**Tasks to complete**
A - Answer these questions using the article below on the recall of children's swine flu shots.
(i) About how many pre-filled syringes does the recall cover?
(ii) Which company made the shots?
(iii) On what day were doctors notified of the voluntary recall?
B - Output the portion of the swine flu shot recall article below starting at "Tuesday, December 15, 2009" and ending at "safe, she said.".
START Selected extract
Tuesday, December 15, 2009

Kids' Swine Flu Shots Recalled; Not Strong Enough

Excerpts from the AP's Mike Stobbe:

The recall is for about 800,000 pre-filled syringes intended for young children, ages 6 months to nearly 3 years. The shots, made by Sanofi Pasteur, were distributed across the country last month and most have already been used, according to the Centers for Disease Control and Prevention.

Doctors were notified of the voluntary recall on Tuesday. Dr. Anne Schuchat, a CDC flu expert, stressed that parents don't need to do anything or to worry. The vaccine is still safe, she said.

The issue is the vaccine's strength. Tests done before the shots were shipped showed that the vaccines were strong enough. But tests done weeks later indicated the strength had fallen slightly below required levels. Why the potency dropped isn't clear.

The Sanofi vaccine is a killed vaccine. Live vaccines may be killed by adverse environmental conditions, and protein in a killed vaccine may be denatured by heating or freezing. But the vaccine was only just manufactured, and should not have lost potency naturally in the short time since it left the plant. Likely it never met potency requirements. Why would vaccine be retested weeks after passing a potency test? Perhaps the potency tests weren't conducted before the 4 lots were released, given the hurry for vaccine.
END Selected extract
START Listed entries
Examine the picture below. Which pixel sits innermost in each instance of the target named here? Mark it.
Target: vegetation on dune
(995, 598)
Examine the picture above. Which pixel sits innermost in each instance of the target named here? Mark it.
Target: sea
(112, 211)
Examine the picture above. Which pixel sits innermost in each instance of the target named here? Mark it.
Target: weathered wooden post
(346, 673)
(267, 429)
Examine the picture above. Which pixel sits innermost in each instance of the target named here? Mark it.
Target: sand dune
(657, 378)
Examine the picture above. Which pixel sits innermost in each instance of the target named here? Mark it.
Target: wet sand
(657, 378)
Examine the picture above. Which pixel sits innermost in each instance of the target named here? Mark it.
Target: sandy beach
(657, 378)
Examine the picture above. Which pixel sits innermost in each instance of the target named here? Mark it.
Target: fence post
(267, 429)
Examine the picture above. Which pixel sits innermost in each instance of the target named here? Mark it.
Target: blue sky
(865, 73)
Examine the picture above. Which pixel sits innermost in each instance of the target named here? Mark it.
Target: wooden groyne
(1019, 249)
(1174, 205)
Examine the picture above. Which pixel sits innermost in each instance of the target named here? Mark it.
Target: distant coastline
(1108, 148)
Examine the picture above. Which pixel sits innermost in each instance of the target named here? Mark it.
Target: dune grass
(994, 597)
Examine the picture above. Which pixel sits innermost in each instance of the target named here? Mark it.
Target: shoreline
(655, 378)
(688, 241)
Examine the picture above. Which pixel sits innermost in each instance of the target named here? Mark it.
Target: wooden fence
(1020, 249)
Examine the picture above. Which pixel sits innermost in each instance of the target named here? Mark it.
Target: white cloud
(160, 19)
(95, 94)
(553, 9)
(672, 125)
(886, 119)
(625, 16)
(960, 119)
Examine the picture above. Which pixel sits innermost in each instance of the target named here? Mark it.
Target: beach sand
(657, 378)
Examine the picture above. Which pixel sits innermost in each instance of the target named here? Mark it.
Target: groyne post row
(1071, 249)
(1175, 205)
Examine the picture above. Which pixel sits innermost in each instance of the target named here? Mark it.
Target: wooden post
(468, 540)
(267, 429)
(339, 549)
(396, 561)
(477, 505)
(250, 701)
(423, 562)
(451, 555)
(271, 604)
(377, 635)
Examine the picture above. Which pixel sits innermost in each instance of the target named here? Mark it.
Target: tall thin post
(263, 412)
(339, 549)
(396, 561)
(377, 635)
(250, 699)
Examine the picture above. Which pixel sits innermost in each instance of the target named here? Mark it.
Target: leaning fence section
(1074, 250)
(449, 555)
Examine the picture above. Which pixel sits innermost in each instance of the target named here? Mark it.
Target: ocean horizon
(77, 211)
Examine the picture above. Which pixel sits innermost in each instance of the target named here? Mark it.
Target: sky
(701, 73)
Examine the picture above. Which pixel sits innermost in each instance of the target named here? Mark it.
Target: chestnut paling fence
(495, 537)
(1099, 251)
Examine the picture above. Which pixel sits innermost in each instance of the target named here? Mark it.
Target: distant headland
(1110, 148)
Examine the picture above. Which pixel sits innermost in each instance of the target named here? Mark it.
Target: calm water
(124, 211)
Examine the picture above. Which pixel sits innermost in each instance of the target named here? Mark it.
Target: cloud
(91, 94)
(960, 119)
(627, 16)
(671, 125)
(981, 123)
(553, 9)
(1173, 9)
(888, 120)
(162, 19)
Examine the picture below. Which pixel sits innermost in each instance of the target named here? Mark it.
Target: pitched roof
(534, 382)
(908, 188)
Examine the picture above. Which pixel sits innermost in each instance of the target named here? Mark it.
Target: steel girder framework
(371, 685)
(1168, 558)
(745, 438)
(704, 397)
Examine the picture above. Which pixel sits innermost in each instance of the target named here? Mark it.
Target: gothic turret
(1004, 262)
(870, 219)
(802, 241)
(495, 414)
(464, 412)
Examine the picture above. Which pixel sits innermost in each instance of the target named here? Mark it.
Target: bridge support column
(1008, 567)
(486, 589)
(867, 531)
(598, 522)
END Listed entries
**Results**
A -
(i) About 800,000
(ii) Sanofi Pasteur
(iii) Tuesday

B -
Tuesday, December 15, 2009

Kids' Swine Flu Shots Recalled; Not Strong Enough

Excerpts from the AP's Mike Stobbe:

The recall is for about 800,000 pre-filled syringes intended for young children, ages 6 months to nearly 3 years. The shots, made by Sanofi Pasteur, were distributed across the country last month and most have already been used, according to the Centers for Disease Control and Prevention.

Doctors were notified of the voluntary recall on Tuesday. Dr. Anne Schuchat, a CDC flu expert, stressed that parents don't need to do anything or to worry. The vaccine is still safe, she said.